Check each statement against the thread below on timestamp columns in Spark and Hive, and answer yes or no, quoting the thread's deciding words: (a) querying the results from beeline caused problems; (b) before the write method was called, the incident_timestamp column of the dataframe had a string type; (c) the issue was resolved by using a cast function in the Spark code.

══ EXCERPTED TEXT ══

Created 06-13-2017 05:23 AM
Thanks @Daniel, the timestamp in my case are real time stamps that are coming from our sensors. As can be seen the timestamp values are 1969-06-1906:57:26.485 and 1988-06-2105:36:22.35 are in my table.
I inserted the data from a pyspark program, code snippet below
write_df = final_df.where(col(first_partitioned_column).isin(format(first_partition))) write_df.drop(first_partitioned_column) write_df.write.mode("overwrite").format("orc").partitionBy(first_partitioned_column).save(path)
One thing I observed was the timestamp column in write_df was of string datatype and not timestamp but then my assumption is that spark will do the cast internally where a dataframe column is string and the table column is of timestamp value.
Another thing to note is from beeline I am able to query the results without any issues.
Thanks in advance.
Created 06-13-2017 05:32 AM
I have just done another test - treated timestamp as a string. That works for me as well. See below:
beeline
> create table test_orc_t_string (b string,t timestamp) stored as ORC; > insert into table test_orc_t_string values('a', '1969-06-19 06:57:26.485'),('b','1988-06-21 05:36:22.35'); > select * from test_orc_t_string; +----------------------+--------------------------+--+ | test_orc_t_string.b | test_orc_t_string.t | +----------------------+--------------------------+--+ | a | 1969-06-19 06:57:26.485 | | b | 1988-06-21 05:36:22.35 | +----------------------+--------------------------+--+ 2 rows selected (0.128 seconds)
pyspark
>>> sqlContext.sql("select * from test_orc_t_string").show() +---+--------------------+ | b| t| +---+--------------------+ | a|1969-06-19 06:57:...| | b|1988-06-21 05:36:...| +---+--------------------+
Can you test the above at your site? Let me know how this works.
Can you also send me the output of the below from beeline:
show create table test;
Created 06-13-2017 05:43 AM
I have tested the above case and it works fine...on my end as well. Also, I created a table with the timestamp column as string and then from this temp table I inserted the data into the main table with timestamp datatype and from spark I am able to read the data without any issues.
I guess the issue is when I am inserting data from spark into hive and reading it back.
Created 06-13-2017 05:52 AM
Also see the below the structure of the dataframe before the write method is called
DataFrame[vehicle_hdr: string, vehicle_no: string, incident_timestamp: string]
Created 06-13-2017 05:59 AM
It is good to hear the sample works.
I have a feeling that problem may be with the way you created your original table.
Hence, try another thing - point your code to the test_orc_t_string table - the one from my above sample. Check if that works.
Created 06-13-2017 07:59 AM
I resolved the issue it was because the input table I had defined had string datatype, I used a cast function inside my spark code and now everything is working fine. Thanks for your help.
Created 06-13-2017 08:11 AM
That is great - thanks for letting me know

═══
══ SUPPLIED ENTRIES ══

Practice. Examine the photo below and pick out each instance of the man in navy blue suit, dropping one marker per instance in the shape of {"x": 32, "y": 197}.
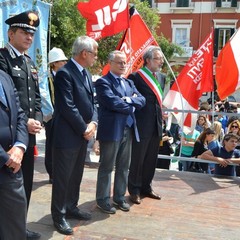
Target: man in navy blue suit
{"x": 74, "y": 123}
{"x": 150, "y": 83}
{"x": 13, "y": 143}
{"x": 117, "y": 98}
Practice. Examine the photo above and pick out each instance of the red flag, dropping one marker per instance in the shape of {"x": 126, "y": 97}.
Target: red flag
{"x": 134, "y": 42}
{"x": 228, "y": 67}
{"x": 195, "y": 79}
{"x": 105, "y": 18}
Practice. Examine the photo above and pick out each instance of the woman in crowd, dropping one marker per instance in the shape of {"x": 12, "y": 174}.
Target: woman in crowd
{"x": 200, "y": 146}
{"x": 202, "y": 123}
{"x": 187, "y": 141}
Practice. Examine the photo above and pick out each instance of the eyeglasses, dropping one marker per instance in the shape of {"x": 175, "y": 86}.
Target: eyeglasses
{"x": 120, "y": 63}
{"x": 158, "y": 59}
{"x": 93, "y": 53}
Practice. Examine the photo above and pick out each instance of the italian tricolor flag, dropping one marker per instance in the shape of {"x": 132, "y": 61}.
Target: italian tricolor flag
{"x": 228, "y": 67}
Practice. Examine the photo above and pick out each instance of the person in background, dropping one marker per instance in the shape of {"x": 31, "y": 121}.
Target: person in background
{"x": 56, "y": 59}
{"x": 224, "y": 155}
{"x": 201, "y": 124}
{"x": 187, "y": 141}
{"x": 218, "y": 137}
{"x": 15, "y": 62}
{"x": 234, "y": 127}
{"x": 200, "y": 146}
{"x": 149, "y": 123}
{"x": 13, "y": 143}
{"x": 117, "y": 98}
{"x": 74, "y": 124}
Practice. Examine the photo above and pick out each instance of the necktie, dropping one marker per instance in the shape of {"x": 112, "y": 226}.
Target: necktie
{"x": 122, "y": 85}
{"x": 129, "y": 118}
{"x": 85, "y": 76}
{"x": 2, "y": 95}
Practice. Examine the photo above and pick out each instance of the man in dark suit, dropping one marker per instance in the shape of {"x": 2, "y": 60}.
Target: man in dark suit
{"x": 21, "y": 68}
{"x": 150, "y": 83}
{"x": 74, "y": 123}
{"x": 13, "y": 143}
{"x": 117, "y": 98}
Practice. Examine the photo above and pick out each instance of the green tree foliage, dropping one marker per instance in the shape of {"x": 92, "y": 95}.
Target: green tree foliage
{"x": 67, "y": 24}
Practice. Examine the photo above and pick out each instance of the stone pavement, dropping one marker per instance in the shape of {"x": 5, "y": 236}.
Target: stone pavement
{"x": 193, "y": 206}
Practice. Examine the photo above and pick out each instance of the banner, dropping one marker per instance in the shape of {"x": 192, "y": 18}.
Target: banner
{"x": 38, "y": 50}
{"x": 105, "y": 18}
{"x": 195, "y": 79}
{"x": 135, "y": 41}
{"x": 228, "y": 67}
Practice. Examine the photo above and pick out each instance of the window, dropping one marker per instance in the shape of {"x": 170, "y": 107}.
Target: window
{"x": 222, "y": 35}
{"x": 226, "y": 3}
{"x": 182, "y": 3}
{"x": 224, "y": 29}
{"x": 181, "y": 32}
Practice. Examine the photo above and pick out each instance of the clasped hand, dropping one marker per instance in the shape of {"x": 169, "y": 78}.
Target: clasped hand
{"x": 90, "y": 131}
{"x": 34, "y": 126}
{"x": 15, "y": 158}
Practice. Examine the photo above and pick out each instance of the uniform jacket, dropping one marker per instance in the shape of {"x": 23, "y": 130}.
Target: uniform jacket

═══
══ SUPPLIED ENTRIES ══

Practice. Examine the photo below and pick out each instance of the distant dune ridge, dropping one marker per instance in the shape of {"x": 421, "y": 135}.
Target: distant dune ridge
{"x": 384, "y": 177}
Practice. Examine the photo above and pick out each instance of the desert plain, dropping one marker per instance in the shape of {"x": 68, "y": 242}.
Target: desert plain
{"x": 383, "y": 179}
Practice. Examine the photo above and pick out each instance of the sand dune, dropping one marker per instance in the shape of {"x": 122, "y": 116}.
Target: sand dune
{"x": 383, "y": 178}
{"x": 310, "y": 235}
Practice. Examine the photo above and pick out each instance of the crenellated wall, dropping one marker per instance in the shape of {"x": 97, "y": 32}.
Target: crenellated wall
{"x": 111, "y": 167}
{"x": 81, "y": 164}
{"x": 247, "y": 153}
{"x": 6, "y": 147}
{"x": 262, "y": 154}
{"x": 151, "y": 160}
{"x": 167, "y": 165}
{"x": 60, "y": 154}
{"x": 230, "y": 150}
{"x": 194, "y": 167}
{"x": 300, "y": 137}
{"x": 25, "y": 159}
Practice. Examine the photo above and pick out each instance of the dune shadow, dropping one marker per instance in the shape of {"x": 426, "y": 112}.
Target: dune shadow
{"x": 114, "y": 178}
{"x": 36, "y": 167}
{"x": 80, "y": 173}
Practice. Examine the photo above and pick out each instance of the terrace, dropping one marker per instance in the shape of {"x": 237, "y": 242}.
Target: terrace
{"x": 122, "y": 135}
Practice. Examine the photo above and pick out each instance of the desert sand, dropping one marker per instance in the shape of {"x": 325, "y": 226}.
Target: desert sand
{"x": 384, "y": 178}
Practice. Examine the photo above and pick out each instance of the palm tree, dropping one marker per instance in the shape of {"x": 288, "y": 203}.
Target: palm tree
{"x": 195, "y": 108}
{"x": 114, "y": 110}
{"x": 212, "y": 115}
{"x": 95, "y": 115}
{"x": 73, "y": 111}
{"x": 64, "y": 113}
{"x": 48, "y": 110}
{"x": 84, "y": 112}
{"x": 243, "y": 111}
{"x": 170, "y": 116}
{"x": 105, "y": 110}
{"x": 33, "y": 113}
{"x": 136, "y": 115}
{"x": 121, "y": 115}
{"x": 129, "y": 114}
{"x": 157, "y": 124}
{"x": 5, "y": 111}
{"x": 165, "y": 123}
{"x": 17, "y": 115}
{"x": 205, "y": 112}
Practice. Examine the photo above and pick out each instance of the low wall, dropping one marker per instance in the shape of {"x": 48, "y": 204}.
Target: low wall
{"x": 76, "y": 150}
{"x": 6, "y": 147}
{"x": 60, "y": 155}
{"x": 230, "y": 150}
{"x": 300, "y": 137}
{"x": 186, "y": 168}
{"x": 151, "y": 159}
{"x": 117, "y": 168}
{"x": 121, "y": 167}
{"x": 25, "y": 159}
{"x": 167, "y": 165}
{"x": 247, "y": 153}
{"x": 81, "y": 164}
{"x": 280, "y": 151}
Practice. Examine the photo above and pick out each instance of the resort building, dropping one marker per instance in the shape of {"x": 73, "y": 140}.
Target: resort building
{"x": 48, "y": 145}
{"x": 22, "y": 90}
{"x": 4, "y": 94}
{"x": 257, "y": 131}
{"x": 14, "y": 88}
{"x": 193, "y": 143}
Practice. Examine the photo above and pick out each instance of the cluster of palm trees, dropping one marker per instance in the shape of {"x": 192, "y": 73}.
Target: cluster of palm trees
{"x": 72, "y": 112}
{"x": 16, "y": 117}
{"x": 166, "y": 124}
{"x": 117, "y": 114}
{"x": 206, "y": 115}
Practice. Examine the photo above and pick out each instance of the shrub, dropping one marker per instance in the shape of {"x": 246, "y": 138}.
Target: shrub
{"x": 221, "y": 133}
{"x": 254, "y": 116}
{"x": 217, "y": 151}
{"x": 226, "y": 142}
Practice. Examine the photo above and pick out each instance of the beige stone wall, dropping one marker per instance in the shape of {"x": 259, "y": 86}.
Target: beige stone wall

═══

▶ **RESPONSE**
(a) No: "from beeline I am able to query the results without any issues."
(b) Yes: "incident_timestamp: string"
(c) Yes: "I used a cast function inside my spark code and now everything is working fine."